Lines of data:
* START *
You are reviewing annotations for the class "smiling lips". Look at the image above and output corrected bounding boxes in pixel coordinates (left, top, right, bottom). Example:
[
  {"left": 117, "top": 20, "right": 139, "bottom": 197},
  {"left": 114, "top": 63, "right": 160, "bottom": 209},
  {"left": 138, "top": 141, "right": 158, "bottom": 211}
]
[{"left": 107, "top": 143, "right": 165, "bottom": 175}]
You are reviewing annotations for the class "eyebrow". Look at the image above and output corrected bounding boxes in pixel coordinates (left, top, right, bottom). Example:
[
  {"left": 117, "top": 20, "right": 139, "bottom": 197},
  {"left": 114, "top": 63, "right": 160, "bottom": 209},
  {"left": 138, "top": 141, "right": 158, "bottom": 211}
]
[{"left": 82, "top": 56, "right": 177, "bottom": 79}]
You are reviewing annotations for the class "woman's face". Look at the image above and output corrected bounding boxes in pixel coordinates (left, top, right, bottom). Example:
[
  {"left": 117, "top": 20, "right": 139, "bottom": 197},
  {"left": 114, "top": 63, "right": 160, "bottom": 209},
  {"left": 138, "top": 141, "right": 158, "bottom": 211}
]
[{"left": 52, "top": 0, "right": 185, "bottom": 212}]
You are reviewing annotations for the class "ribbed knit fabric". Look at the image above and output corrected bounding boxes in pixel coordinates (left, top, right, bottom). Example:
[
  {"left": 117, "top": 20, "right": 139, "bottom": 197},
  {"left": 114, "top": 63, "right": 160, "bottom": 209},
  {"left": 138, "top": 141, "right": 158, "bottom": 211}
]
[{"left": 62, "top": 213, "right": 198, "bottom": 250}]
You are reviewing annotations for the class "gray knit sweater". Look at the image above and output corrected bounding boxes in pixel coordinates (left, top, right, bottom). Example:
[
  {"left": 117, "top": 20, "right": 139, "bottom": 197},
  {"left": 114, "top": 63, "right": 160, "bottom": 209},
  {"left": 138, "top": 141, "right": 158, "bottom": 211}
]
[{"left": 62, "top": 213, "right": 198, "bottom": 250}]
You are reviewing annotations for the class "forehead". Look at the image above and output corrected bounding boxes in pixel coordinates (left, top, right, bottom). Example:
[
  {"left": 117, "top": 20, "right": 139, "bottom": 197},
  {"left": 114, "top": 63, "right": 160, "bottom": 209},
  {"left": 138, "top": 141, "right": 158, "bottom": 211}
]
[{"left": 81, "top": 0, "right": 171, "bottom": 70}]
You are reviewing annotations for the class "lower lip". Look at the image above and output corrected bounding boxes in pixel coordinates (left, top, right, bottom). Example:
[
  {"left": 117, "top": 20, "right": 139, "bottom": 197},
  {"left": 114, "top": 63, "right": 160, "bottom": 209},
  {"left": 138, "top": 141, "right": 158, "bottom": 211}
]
* END *
* TASK STATEMENT *
Recopy the whole listing exactly.

* COMPLETE ANSWER *
You are reviewing annotations for the class "smiling lips". Look at the image above and output corrected bounding boxes in pixel coordinates (left, top, right, bottom). Example:
[
  {"left": 117, "top": 20, "right": 139, "bottom": 197},
  {"left": 114, "top": 63, "right": 160, "bottom": 209},
  {"left": 138, "top": 141, "right": 158, "bottom": 211}
]
[{"left": 107, "top": 143, "right": 165, "bottom": 175}]
You are reviewing annotations for the class "eyebrow". Look at the image above and output corrected bounding boxes in pixel coordinates (left, top, right, bottom). Example:
[
  {"left": 117, "top": 20, "right": 139, "bottom": 197},
  {"left": 114, "top": 63, "right": 160, "bottom": 209},
  {"left": 138, "top": 141, "right": 158, "bottom": 211}
]
[{"left": 82, "top": 56, "right": 177, "bottom": 79}]
You are reviewing annotations for the class "woman's face". Look at the image above and output corrected bounding boxes in pixel coordinates (left, top, right, bottom). Example:
[
  {"left": 117, "top": 20, "right": 139, "bottom": 197},
  {"left": 114, "top": 63, "right": 160, "bottom": 209},
  {"left": 138, "top": 141, "right": 158, "bottom": 211}
]
[{"left": 52, "top": 0, "right": 185, "bottom": 212}]
You are reviewing annotations for the class "ribbed knit fabric". Look at the image above and output corrected bounding boxes in pixel coordinates (left, top, right, bottom). Example:
[
  {"left": 117, "top": 20, "right": 139, "bottom": 197},
  {"left": 114, "top": 63, "right": 160, "bottom": 209},
  {"left": 138, "top": 141, "right": 158, "bottom": 211}
]
[{"left": 62, "top": 213, "right": 198, "bottom": 250}]
You are reviewing annotations for the class "gray knit sweater". Look at the image above and output corrected bounding boxes in pixel coordinates (left, top, right, bottom). Example:
[
  {"left": 117, "top": 20, "right": 139, "bottom": 197},
  {"left": 114, "top": 63, "right": 160, "bottom": 209},
  {"left": 138, "top": 141, "right": 158, "bottom": 211}
]
[{"left": 62, "top": 213, "right": 198, "bottom": 250}]
You are reviewing annotations for the class "forehead". Look at the image above and output corrected bounding boxes in pixel coordinates (left, top, right, bottom). Example:
[
  {"left": 117, "top": 20, "right": 139, "bottom": 197},
  {"left": 114, "top": 63, "right": 160, "bottom": 209},
  {"left": 138, "top": 141, "right": 158, "bottom": 211}
]
[{"left": 81, "top": 0, "right": 171, "bottom": 70}]
You are reviewing annotations for the class "lower lip". Look at the image above and output corrected bounding boxes in pixel coordinates (left, top, right, bottom). Example:
[
  {"left": 117, "top": 20, "right": 139, "bottom": 197},
  {"left": 114, "top": 63, "right": 160, "bottom": 209},
  {"left": 138, "top": 141, "right": 158, "bottom": 211}
]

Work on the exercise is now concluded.